The effect of wildfires on the composition of bottom sediments of rivers and lakes in urbanized areas of the Middle Amur lowland

Wild fires is an important factor in the functioning and transformation of geosystems. The aim of the study is to assess the impact of fires on the aquatic ecosystems of urbanized areas of the Middle Amur Lowland (within Khabarovsk Krai). The tasks of the work are to assess the burnability and pyrogenic transformation of the territory based on the analysis of long-term earth remote sensing (ERS) data series and to analyze the composition and patterns of post-pyrogenic changes in the bottom sediments of the key site (basin of the Simmi River, small tributary of the Amur River). Cloudless data of free access from Landsat 5, 7 and 8 satellites for 37-yr (1984 – 2020) were used to determine the average long-term characteristics of wildfires and trends in their changes. ERS processing was carried out by the expert decryption method in the ArcGIS 10.5 program.

> Recorded information
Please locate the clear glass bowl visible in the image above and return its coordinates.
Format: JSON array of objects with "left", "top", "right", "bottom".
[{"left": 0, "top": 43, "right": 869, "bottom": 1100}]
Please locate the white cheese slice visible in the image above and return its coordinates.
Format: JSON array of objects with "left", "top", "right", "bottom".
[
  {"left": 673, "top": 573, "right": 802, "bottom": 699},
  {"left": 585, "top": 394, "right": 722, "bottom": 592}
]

> What you have to do
Using the text on wildfires and bottom sediments, say whether each statement agrees with it, answering yes or no and quoting the deciding words: (a) The satellite data cover the years 1984 through 2020. (b) The key site is the basin of a large tributary of the Amur River. (c) The remote sensing data were processed in ArcGIS 10.5.

> Exercise solution
(a) Yes: "Landsat 5, 7 and 8 satellites for 37-yr (1984 – 2020)"
(b) No: "basin of the Simmi River, small tributary of the Amur River"
(c) Yes: "ERS processing was carried out by the expert decryption method in the ArcGIS 10.5 program"